**THE REQUEST**
Print the records below word for word, keeping every line in the same order.

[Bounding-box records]

::::

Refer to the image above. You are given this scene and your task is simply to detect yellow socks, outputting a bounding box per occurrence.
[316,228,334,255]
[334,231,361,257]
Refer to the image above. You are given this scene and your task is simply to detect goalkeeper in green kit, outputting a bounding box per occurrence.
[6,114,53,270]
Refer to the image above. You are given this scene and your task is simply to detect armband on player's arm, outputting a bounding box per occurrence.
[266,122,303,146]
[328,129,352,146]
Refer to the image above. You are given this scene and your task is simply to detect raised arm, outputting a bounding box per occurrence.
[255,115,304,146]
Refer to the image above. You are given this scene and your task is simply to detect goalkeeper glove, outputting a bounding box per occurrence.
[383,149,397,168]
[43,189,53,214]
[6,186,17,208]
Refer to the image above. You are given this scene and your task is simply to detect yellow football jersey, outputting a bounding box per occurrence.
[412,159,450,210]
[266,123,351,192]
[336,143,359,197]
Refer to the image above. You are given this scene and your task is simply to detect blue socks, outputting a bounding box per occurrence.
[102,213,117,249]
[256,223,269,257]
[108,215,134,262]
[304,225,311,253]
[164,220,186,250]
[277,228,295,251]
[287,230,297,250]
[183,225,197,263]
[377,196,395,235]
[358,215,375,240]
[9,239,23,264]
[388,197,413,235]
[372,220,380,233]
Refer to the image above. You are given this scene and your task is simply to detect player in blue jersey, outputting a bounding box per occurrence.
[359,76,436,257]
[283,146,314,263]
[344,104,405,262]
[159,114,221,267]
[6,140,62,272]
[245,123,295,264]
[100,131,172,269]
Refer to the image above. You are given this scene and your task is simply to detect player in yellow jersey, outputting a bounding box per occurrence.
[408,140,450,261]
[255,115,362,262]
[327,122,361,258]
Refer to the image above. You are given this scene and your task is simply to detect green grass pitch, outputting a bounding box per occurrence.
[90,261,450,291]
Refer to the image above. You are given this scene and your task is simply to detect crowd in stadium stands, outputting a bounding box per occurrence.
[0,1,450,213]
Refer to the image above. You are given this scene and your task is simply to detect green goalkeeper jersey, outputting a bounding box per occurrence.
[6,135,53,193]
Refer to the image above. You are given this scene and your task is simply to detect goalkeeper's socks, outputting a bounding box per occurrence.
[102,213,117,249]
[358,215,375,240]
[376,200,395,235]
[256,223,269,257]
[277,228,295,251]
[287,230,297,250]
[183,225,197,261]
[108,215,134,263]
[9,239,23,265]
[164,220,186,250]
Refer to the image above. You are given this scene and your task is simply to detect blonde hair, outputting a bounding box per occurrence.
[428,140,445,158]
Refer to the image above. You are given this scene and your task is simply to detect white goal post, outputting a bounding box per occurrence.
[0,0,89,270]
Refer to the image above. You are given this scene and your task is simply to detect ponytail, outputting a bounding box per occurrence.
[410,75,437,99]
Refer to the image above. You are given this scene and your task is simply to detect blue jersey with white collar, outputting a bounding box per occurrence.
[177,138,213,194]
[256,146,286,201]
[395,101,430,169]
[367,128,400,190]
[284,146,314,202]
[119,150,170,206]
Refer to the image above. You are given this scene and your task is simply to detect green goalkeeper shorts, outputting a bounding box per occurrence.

::::

**RESPONSE**
Refer to the image above. You are given this scene and your task is simply to detect yellow socks, outputting a bounding box per occurrence.
[316,228,334,255]
[334,231,361,257]
Refer to the image above. You are given this scene and your task is simply to detect goalkeeper in green kit, outputting a bounding box per occurrence.
[6,114,53,270]
Refer to the image above. You are given this scene and your task is simply to detect armband on player's arm, outputting a bounding box per occurrence.
[266,122,303,146]
[328,129,352,146]
Refer to the image above. You are given this scene and your task is simply to detect raised arm, outputting a bounding box per occurrence.
[255,115,304,146]
Refer to the image above. You are given this scene and your task is simply to detect goalkeeper glove, outputting a bounding box per occurrence.
[383,149,397,168]
[43,189,53,214]
[6,186,17,208]
Refer to the image above. You are given this scene and your task is simply to detect yellow football jersey, outputting a bounding box per occurrence.
[412,159,450,210]
[266,123,351,192]
[336,143,359,197]
Refer to the image above. You are given this scene and your task is simply to detect blue socks, outputting a bounding box per occurrence.
[102,213,117,249]
[256,223,269,257]
[108,215,134,262]
[304,225,311,253]
[164,220,186,250]
[277,228,295,251]
[287,230,297,250]
[183,225,197,263]
[377,196,395,235]
[358,215,375,240]
[9,239,23,264]
[388,197,413,235]
[372,220,380,233]
Refer to the image above. You are given this scene and your task is simply to detect player in blue jersey, outputting a bounding box per occurrence.
[359,76,436,257]
[283,146,314,263]
[344,104,405,262]
[159,114,221,267]
[6,140,62,272]
[245,123,295,264]
[100,131,172,269]
Refer to the image above. You are given this scene and your task is simply to detect player in yellow jersey, outputting a bounding box per occurrence.
[408,140,450,261]
[255,115,362,262]
[327,122,361,258]
Refer to the image above. You are given this scene and your task is simply to detect green grass pitch, outputting a bounding box per occurrence.
[90,261,450,291]
Refer to the image above. You are given this scene and your task is simply to detect crowd in stadium stands, outputting a bounding box per occurrence.
[0,1,450,213]
Refer to the image above. You are given this scene and your task is simply to detect green goalkeeper jersey, outputting a bounding box per occurrence.
[6,135,53,193]
Refer to the image above. You are given this scene and your task is simply to detect goalkeeper's socks, outputting a bounding box per occurrence.
[102,213,117,249]
[358,215,375,240]
[376,200,395,235]
[256,223,269,257]
[277,228,295,251]
[287,230,297,250]
[183,225,197,261]
[108,215,134,263]
[9,239,23,265]
[164,220,186,250]
Refer to the image above. You are given this scene and your task is simply to detect blonde hair, outputting a bounding box per occurrence.
[428,140,445,158]
Refer to the image above. You are given this scene and your task is simply to detect white goal post, outputting a bounding box per occurrence.
[0,0,89,270]
Refer to the image above. You are given this scene and your task is simply to detect ponytail, outputting a bounding box per occurrence.
[410,75,437,99]
Refer to the image above. You are given this scene and your task is simply to detect blue jersey with white collar, outputting a bounding box per occurrence.
[177,138,213,194]
[256,146,286,201]
[395,101,430,169]
[367,128,400,190]
[284,146,314,202]
[119,150,170,206]
Refer to the image above. You are given this scene and your task is simply to detect green goalkeeper shorts, outputting a bounding box per occurrence.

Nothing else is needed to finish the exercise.